(Collection entries)
○ ○ ○ ○

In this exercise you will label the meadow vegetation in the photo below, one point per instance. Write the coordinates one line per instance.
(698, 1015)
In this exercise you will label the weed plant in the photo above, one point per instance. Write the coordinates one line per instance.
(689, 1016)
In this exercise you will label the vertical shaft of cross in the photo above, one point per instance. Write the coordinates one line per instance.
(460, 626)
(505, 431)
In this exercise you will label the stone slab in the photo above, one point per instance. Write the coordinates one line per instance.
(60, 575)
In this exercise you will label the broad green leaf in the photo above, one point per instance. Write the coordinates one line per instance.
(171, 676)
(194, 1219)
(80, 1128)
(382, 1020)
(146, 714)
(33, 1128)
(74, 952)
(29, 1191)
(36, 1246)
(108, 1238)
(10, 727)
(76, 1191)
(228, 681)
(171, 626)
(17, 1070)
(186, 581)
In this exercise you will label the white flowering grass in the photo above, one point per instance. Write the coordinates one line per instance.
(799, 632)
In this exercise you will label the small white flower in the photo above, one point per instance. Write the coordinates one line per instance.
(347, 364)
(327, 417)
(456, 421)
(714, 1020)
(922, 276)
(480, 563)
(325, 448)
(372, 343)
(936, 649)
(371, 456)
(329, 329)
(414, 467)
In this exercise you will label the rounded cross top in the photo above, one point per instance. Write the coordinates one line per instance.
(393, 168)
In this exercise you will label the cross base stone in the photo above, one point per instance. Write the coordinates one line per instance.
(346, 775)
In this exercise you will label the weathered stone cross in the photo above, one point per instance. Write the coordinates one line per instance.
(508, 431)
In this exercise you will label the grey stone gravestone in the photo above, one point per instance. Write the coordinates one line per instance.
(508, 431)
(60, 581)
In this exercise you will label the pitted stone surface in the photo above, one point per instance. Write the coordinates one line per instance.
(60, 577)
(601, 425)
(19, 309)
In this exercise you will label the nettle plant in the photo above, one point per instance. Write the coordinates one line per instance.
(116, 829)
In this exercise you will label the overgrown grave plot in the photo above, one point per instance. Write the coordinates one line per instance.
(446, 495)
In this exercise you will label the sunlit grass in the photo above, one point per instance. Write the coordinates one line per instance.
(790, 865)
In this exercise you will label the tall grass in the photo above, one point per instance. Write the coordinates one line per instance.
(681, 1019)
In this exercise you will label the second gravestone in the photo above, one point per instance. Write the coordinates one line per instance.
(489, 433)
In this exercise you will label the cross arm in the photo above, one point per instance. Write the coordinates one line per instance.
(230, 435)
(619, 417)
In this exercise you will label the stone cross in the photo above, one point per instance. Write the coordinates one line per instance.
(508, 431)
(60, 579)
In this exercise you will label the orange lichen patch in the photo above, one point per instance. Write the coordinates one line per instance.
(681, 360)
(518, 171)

○ ○ ○ ○

■ WORK TASK ■
Find "In this exercise you will label the orange" in the data above, then repeat that line and all lines after it exactly, ending with the final line.

■ SOLVED EXERCISE ■
In this exercise you will label the orange lichen patch in the photo above, one point per instance. Write the coordinates one line per instance.
(681, 360)
(518, 171)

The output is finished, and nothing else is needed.